• [Set problem]:
Pick out each line below that contains the word "water" and copy those lines in full.

• [Stored records]:
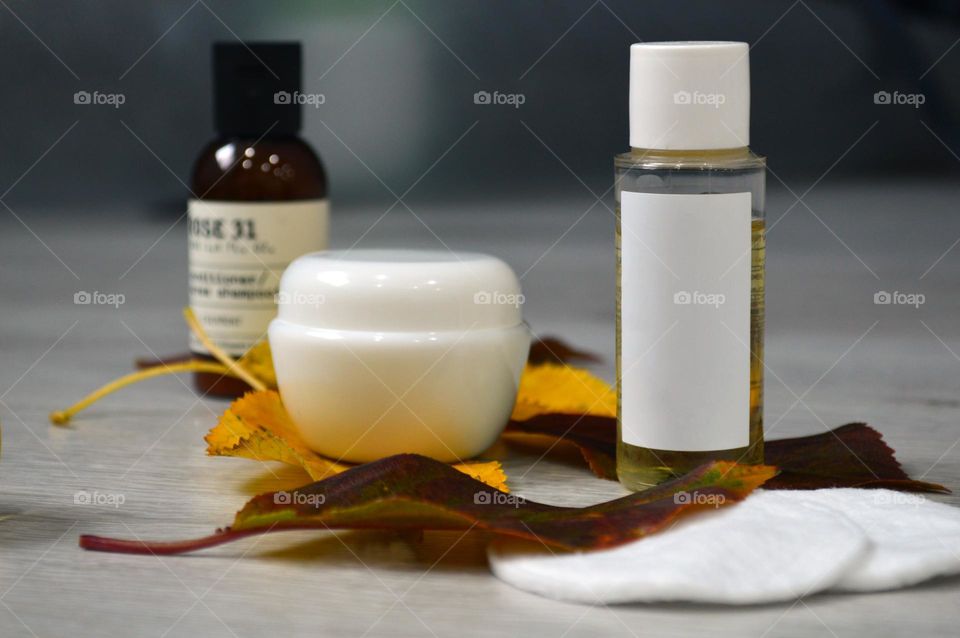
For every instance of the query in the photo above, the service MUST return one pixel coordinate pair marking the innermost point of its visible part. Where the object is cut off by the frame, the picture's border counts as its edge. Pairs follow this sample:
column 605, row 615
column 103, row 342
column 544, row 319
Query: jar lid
column 400, row 291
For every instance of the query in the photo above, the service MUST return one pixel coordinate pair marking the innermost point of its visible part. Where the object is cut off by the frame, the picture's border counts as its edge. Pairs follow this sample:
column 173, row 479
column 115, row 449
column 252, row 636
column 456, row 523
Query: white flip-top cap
column 689, row 95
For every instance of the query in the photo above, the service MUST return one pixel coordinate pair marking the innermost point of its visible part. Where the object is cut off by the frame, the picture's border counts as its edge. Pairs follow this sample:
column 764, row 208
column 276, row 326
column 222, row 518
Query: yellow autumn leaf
column 256, row 426
column 552, row 387
column 258, row 361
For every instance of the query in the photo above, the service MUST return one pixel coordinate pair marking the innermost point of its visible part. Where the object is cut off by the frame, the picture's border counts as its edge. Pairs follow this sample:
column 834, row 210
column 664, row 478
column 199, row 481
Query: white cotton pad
column 767, row 548
column 913, row 538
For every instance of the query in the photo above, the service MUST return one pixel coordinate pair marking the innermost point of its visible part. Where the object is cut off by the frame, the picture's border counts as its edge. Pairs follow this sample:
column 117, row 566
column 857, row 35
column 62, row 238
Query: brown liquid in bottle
column 257, row 158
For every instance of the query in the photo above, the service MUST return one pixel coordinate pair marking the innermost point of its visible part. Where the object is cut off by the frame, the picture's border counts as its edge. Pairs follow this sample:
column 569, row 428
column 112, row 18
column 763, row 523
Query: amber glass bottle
column 258, row 200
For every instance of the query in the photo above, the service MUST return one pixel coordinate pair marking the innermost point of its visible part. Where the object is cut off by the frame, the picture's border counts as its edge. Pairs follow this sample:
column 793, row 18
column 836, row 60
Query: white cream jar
column 380, row 352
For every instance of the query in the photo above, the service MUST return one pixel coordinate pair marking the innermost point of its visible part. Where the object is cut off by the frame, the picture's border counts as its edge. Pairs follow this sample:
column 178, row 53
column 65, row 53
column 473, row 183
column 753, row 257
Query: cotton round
column 765, row 549
column 912, row 538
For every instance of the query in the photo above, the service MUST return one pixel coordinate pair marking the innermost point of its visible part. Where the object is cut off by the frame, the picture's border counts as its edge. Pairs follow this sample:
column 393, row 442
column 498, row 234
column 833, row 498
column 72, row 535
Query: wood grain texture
column 834, row 357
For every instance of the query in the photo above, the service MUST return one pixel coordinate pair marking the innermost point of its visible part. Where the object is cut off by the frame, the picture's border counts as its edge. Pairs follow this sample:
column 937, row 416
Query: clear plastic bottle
column 690, row 266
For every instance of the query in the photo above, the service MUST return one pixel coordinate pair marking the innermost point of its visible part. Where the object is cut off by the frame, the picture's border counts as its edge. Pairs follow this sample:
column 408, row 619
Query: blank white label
column 685, row 321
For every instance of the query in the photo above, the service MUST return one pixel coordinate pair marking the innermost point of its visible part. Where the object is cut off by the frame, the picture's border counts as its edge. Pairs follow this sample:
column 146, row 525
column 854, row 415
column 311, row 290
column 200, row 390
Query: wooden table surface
column 834, row 356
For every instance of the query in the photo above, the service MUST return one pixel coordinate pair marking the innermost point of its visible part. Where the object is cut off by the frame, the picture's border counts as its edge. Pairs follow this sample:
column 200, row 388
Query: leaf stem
column 62, row 417
column 216, row 352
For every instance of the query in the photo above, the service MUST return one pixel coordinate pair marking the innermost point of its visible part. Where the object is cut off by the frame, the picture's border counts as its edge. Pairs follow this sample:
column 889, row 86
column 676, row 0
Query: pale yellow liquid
column 639, row 467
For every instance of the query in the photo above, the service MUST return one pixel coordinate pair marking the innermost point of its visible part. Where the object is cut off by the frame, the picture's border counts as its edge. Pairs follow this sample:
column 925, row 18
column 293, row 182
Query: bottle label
column 685, row 321
column 238, row 250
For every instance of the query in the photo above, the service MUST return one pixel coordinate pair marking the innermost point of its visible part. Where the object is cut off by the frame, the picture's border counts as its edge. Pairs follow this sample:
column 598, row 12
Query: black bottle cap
column 255, row 87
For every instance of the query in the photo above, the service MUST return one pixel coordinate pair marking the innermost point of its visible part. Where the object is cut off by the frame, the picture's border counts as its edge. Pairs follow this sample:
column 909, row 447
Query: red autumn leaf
column 408, row 491
column 554, row 350
column 852, row 455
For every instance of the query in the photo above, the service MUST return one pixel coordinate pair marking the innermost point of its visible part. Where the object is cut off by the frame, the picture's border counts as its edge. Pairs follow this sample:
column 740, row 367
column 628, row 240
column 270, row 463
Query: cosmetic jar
column 382, row 352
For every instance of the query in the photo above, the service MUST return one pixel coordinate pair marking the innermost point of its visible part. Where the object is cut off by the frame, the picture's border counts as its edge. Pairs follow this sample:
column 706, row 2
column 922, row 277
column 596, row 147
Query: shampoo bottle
column 690, row 265
column 259, row 200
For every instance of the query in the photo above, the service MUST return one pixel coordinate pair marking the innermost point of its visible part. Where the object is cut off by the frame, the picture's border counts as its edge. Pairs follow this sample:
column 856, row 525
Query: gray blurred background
column 399, row 78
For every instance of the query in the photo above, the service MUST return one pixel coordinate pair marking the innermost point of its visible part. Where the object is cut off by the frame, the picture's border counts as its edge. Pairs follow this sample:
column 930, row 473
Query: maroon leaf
column 408, row 491
column 554, row 350
column 852, row 455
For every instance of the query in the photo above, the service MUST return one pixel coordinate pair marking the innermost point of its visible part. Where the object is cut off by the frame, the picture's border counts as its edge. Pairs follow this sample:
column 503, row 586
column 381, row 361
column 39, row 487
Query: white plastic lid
column 400, row 291
column 689, row 95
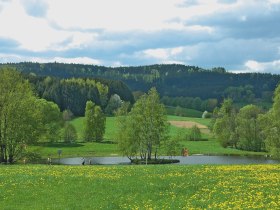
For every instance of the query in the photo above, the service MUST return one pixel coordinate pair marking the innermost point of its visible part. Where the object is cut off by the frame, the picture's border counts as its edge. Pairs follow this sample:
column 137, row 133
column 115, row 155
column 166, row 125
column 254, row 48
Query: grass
column 108, row 148
column 140, row 187
column 80, row 149
column 184, row 111
column 109, row 132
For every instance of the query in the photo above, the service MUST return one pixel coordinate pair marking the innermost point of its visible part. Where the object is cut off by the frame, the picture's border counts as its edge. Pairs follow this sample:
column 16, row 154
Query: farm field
column 140, row 187
column 111, row 125
column 109, row 148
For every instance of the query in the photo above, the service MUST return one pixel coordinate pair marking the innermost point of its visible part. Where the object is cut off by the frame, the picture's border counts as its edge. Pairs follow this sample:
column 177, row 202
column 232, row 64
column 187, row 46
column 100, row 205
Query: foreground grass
column 140, row 187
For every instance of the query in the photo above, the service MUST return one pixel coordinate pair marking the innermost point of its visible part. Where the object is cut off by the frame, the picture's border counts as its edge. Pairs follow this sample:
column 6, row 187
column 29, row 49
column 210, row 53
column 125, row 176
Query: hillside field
column 109, row 147
column 140, row 187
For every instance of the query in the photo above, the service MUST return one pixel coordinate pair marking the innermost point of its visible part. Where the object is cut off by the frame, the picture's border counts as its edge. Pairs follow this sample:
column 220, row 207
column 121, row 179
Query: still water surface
column 189, row 160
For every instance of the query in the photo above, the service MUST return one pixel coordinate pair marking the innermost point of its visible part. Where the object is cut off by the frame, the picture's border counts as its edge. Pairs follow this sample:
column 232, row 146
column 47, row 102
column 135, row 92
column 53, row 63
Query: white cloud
column 4, row 58
column 260, row 67
column 206, row 33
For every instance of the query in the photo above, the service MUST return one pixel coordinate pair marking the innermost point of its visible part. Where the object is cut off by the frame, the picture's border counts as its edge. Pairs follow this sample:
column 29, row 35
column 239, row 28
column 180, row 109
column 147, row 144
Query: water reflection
column 189, row 160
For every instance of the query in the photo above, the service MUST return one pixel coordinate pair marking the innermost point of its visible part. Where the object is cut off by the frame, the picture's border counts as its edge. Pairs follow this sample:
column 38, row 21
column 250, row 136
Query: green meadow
column 140, row 187
column 109, row 147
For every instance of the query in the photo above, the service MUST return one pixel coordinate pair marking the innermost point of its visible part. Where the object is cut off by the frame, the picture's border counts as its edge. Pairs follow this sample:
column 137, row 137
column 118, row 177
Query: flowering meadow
column 140, row 187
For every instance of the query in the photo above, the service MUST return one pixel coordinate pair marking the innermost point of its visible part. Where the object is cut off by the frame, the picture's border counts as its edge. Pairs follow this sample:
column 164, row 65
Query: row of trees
column 94, row 122
column 170, row 80
column 73, row 93
column 249, row 128
column 190, row 103
column 26, row 119
column 143, row 130
column 23, row 117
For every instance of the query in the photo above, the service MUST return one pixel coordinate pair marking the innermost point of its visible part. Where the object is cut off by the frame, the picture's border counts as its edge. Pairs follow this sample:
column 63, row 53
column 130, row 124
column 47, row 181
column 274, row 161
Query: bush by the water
column 154, row 161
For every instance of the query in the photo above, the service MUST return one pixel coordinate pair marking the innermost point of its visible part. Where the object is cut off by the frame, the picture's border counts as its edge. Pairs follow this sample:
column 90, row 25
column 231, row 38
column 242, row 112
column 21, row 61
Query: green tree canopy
column 144, row 129
column 20, row 118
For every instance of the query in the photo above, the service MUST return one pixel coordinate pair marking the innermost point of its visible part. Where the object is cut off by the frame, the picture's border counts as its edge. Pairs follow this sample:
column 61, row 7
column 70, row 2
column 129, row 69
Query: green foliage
column 51, row 120
column 249, row 129
column 100, row 122
column 20, row 118
column 114, row 103
column 171, row 80
column 195, row 134
column 182, row 112
column 69, row 133
column 31, row 157
column 271, row 126
column 225, row 125
column 173, row 147
column 89, row 134
column 140, row 187
column 145, row 128
column 94, row 123
column 67, row 115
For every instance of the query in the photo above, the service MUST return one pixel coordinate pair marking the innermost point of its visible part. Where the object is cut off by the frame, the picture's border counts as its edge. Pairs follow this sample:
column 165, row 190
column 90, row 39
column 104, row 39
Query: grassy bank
column 109, row 146
column 140, row 187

• [Answer in full]:
Query: still water surface
Query: water reflection
Query: bush by the water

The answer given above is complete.